-- begin --

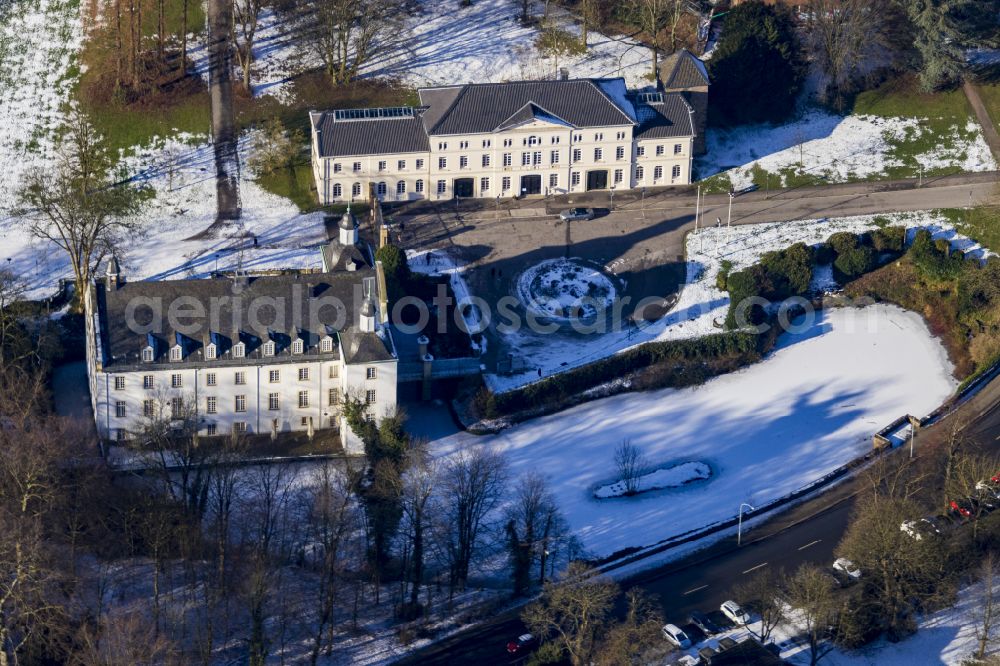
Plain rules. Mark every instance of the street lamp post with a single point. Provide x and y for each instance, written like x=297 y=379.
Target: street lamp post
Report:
x=739 y=529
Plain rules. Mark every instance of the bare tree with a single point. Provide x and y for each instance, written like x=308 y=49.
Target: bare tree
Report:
x=344 y=33
x=246 y=16
x=810 y=591
x=760 y=595
x=573 y=611
x=472 y=487
x=77 y=203
x=630 y=464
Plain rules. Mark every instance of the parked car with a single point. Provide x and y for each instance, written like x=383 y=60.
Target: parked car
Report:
x=737 y=615
x=845 y=566
x=676 y=635
x=522 y=644
x=918 y=529
x=573 y=214
x=705 y=623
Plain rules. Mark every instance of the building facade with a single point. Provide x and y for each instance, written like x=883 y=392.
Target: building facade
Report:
x=505 y=140
x=263 y=354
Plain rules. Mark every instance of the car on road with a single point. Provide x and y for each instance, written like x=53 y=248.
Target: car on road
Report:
x=705 y=623
x=918 y=529
x=523 y=644
x=735 y=613
x=574 y=214
x=676 y=635
x=845 y=566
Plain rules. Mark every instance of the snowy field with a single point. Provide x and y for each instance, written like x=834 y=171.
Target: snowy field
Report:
x=811 y=406
x=444 y=44
x=838 y=148
x=170 y=244
x=701 y=303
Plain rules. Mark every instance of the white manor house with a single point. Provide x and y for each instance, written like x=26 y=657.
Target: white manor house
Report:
x=515 y=139
x=255 y=354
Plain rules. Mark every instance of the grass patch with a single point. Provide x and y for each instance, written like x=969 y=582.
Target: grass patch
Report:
x=981 y=224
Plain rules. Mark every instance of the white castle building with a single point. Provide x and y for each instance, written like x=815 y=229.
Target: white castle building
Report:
x=247 y=354
x=513 y=139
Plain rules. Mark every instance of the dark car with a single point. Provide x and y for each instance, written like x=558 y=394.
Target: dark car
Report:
x=704 y=623
x=573 y=214
x=523 y=644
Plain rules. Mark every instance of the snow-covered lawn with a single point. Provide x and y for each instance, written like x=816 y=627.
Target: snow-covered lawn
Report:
x=673 y=476
x=443 y=44
x=168 y=245
x=38 y=45
x=837 y=148
x=811 y=406
x=701 y=303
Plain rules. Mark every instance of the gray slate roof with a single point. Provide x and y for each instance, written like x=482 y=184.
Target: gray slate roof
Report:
x=483 y=107
x=682 y=70
x=669 y=119
x=287 y=306
x=370 y=136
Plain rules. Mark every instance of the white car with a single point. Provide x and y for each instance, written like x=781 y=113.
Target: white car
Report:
x=737 y=615
x=844 y=565
x=676 y=635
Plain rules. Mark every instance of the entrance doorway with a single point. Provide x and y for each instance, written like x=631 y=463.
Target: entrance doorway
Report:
x=531 y=184
x=464 y=187
x=597 y=180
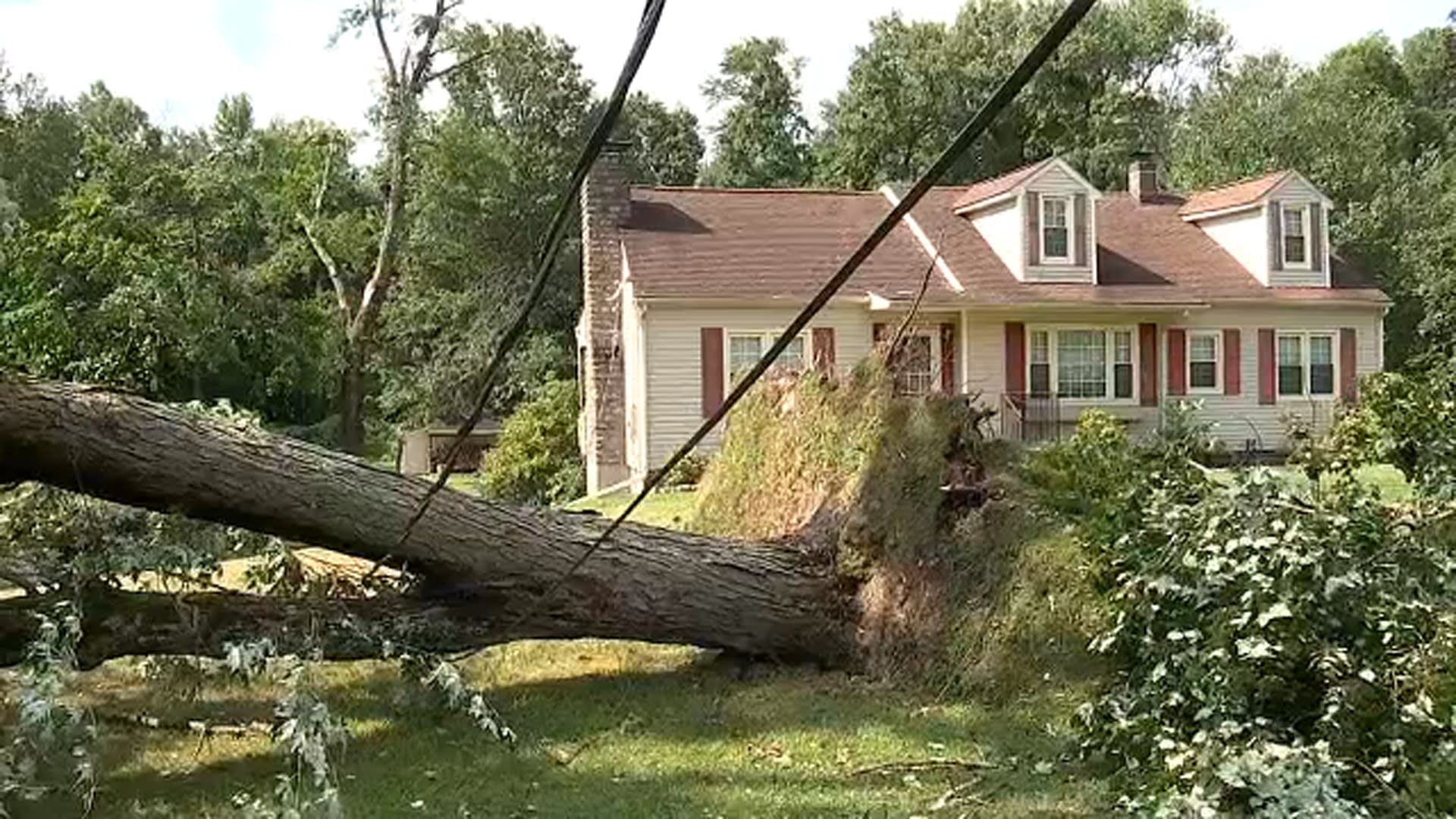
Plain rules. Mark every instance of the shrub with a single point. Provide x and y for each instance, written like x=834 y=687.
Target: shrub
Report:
x=536 y=458
x=1274 y=653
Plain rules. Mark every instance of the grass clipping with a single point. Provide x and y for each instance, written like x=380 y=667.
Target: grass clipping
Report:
x=956 y=580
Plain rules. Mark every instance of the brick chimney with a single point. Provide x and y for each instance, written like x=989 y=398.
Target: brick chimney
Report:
x=604 y=206
x=1142 y=177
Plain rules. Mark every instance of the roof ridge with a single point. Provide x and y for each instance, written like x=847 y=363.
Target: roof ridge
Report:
x=727 y=190
x=1244 y=181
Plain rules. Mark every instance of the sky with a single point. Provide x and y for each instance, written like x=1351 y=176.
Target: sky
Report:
x=178 y=57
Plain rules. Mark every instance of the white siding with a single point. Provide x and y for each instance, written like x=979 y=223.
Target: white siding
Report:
x=1296 y=191
x=984 y=369
x=1241 y=417
x=1245 y=237
x=1059 y=183
x=674 y=384
x=634 y=366
x=1003 y=226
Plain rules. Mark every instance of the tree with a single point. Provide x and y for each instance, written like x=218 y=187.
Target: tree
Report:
x=666 y=146
x=482 y=564
x=536 y=460
x=406 y=77
x=1114 y=86
x=764 y=136
x=1366 y=126
x=490 y=177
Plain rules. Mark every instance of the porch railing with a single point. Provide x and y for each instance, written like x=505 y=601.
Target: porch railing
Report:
x=1031 y=417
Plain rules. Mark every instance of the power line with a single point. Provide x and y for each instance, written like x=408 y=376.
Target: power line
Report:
x=1008 y=91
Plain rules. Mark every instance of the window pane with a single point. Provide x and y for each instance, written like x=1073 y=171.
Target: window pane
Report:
x=1041 y=379
x=1082 y=363
x=1055 y=213
x=1203 y=347
x=1123 y=347
x=1040 y=347
x=1203 y=375
x=1321 y=379
x=1291 y=379
x=1123 y=381
x=743 y=353
x=1056 y=242
x=1294 y=235
x=1321 y=350
x=1291 y=350
x=1055 y=228
x=915 y=366
x=792 y=356
x=1294 y=222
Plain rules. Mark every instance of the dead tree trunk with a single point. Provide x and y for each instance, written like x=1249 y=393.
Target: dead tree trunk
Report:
x=487 y=563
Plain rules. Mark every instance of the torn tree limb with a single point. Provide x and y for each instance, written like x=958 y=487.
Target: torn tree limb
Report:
x=645 y=585
x=120 y=624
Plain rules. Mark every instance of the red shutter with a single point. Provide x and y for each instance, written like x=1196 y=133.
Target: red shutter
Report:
x=1347 y=365
x=824 y=350
x=1232 y=363
x=948 y=359
x=1033 y=229
x=1147 y=363
x=1015 y=359
x=712 y=368
x=1266 y=365
x=1177 y=362
x=1276 y=238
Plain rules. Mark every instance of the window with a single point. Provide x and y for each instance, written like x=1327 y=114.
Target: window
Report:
x=743 y=353
x=1321 y=365
x=1307 y=365
x=1123 y=363
x=745 y=350
x=1056 y=229
x=916 y=368
x=1082 y=363
x=1203 y=360
x=1291 y=365
x=1296 y=235
x=1040 y=363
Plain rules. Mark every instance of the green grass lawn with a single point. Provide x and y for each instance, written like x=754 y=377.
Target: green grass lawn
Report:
x=609 y=729
x=663 y=507
x=612 y=729
x=1386 y=480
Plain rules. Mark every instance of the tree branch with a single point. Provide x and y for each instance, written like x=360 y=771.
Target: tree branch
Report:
x=378 y=12
x=427 y=52
x=455 y=67
x=120 y=624
x=340 y=286
x=482 y=558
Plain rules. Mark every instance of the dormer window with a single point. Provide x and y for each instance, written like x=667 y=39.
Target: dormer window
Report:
x=1056 y=229
x=1294 y=237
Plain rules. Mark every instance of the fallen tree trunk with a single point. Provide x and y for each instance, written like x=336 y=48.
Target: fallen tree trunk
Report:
x=645 y=583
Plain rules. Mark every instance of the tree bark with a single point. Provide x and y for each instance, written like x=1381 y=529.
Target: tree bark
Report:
x=645 y=583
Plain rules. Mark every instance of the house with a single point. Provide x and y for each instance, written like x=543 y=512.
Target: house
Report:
x=1044 y=297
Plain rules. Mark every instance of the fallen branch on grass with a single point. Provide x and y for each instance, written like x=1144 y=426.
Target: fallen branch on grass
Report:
x=921 y=765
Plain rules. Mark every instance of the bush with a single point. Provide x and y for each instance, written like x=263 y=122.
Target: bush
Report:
x=536 y=458
x=1274 y=653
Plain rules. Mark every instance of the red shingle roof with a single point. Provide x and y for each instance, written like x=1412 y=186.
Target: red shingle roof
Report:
x=998 y=186
x=724 y=243
x=1235 y=194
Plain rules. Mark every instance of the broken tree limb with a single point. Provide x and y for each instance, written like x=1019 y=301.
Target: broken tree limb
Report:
x=647 y=583
x=120 y=624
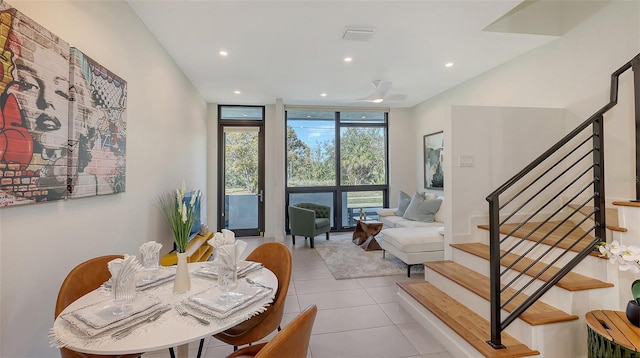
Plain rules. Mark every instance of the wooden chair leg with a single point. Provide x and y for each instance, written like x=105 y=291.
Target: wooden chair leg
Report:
x=200 y=348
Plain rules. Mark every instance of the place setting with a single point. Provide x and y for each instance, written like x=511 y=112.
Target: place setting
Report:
x=232 y=293
x=125 y=308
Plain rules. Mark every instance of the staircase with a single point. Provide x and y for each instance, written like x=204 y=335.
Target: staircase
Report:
x=524 y=287
x=453 y=303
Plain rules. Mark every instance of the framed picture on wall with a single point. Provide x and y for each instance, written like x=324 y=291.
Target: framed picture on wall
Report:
x=433 y=157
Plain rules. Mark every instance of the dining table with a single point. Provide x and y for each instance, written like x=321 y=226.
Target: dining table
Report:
x=170 y=329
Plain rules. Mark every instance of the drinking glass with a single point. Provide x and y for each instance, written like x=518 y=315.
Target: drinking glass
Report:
x=124 y=291
x=150 y=265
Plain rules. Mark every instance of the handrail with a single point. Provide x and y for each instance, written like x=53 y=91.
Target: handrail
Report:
x=527 y=177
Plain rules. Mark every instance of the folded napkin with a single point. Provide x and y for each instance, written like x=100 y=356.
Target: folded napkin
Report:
x=122 y=268
x=97 y=318
x=243 y=270
x=226 y=237
x=209 y=302
x=163 y=275
x=229 y=255
x=150 y=247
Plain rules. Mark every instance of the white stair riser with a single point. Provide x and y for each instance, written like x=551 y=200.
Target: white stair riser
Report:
x=591 y=266
x=455 y=344
x=519 y=329
x=547 y=339
x=556 y=296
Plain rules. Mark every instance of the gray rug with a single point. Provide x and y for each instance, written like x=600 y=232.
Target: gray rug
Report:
x=346 y=260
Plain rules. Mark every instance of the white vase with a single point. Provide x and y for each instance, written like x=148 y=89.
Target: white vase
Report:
x=182 y=281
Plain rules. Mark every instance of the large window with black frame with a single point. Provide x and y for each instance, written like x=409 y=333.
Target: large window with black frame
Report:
x=338 y=158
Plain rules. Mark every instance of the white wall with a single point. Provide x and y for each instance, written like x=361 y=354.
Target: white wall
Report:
x=573 y=73
x=166 y=143
x=402 y=156
x=500 y=140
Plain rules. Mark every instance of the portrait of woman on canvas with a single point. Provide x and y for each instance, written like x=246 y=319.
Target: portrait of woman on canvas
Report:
x=63 y=123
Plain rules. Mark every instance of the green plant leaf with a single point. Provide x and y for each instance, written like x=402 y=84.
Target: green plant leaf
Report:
x=635 y=290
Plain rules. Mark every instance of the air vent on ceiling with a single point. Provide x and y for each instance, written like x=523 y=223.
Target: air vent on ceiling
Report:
x=358 y=34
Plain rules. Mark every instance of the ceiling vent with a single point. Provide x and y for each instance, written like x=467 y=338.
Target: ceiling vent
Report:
x=358 y=34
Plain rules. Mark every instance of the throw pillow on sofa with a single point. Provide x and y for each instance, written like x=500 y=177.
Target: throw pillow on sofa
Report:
x=421 y=209
x=403 y=202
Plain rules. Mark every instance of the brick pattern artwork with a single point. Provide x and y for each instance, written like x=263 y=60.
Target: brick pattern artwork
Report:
x=62 y=118
x=98 y=115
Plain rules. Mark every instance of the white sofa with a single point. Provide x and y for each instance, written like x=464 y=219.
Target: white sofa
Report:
x=412 y=241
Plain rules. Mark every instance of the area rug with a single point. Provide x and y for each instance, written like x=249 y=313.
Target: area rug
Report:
x=346 y=260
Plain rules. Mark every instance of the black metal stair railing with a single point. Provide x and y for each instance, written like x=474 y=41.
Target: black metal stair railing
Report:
x=552 y=212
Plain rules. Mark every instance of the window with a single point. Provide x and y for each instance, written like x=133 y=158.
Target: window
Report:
x=339 y=159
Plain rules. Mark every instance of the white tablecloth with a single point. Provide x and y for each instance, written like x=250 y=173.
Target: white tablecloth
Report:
x=169 y=330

-- end --

• Exercise objective: Copy the data above word for word, from the line with "Plain rules. Mark every instance of the sky" to the line with "x=490 y=177". Include both of those lines.

• Problem solution:
Plain rules. Mark every instance of the sky with a single point. Provide x and y for each instance, written like x=1351 y=176.
Target: sky
Report:
x=178 y=57
Plain rules. Mark every instance of the white siding with a single point. Provide x and y for each instance, written like x=979 y=223.
Target: white siding
Report:
x=1296 y=191
x=984 y=369
x=1241 y=417
x=1245 y=237
x=1059 y=183
x=674 y=384
x=634 y=366
x=1003 y=226
Plain rules. Mark every instance of the tree with a single point. Provide x and y for each instance, written like x=218 y=187.
Target: tree
Report:
x=666 y=146
x=482 y=564
x=536 y=460
x=406 y=77
x=1114 y=86
x=764 y=136
x=1366 y=126
x=490 y=177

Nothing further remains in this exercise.